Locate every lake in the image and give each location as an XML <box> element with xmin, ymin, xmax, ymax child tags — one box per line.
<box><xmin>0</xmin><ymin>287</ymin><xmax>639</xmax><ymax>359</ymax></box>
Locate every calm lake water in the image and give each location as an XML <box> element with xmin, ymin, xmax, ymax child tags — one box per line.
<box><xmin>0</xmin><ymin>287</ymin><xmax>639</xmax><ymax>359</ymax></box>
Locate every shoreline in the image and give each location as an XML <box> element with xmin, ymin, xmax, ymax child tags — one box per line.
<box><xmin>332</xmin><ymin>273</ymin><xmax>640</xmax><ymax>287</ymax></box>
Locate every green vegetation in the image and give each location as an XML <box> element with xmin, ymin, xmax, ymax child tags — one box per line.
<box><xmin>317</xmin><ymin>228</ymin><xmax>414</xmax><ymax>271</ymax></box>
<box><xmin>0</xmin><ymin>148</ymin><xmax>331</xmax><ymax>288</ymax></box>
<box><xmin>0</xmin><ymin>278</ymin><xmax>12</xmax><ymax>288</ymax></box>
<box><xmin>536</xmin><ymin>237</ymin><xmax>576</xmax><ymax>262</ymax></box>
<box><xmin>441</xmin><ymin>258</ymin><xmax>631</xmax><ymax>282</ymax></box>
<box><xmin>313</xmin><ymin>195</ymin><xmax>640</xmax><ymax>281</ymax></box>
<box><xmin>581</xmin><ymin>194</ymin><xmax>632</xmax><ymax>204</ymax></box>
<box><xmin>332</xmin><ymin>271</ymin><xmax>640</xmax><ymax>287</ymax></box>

____________________

WORK TO BE COMPLETED =>
Transcribe every line of the records, keeping each one exact.

EXERCISE RESPONSE =>
Locate every lake in the image and give each location as an XML <box> element with xmin, ymin, xmax, ymax child tags — one box per line.
<box><xmin>0</xmin><ymin>287</ymin><xmax>639</xmax><ymax>359</ymax></box>
Locate every calm lake water in the image and give each location as an XML <box> element with xmin, ymin, xmax, ymax child tags — one box per line.
<box><xmin>0</xmin><ymin>287</ymin><xmax>639</xmax><ymax>359</ymax></box>
Locate every shoreline in the image and give each location as an XML <box> element with xmin, ymin, xmax, ymax child tags — one box per line.
<box><xmin>332</xmin><ymin>273</ymin><xmax>640</xmax><ymax>287</ymax></box>
Locate every green vegetation in the image and give each location as an XML <box> element with xmin, ymin, xmax, ymax child tags — one box per line.
<box><xmin>317</xmin><ymin>228</ymin><xmax>414</xmax><ymax>271</ymax></box>
<box><xmin>0</xmin><ymin>148</ymin><xmax>331</xmax><ymax>288</ymax></box>
<box><xmin>0</xmin><ymin>278</ymin><xmax>12</xmax><ymax>288</ymax></box>
<box><xmin>536</xmin><ymin>237</ymin><xmax>576</xmax><ymax>262</ymax></box>
<box><xmin>441</xmin><ymin>258</ymin><xmax>631</xmax><ymax>282</ymax></box>
<box><xmin>313</xmin><ymin>195</ymin><xmax>640</xmax><ymax>281</ymax></box>
<box><xmin>581</xmin><ymin>194</ymin><xmax>632</xmax><ymax>204</ymax></box>
<box><xmin>332</xmin><ymin>271</ymin><xmax>640</xmax><ymax>287</ymax></box>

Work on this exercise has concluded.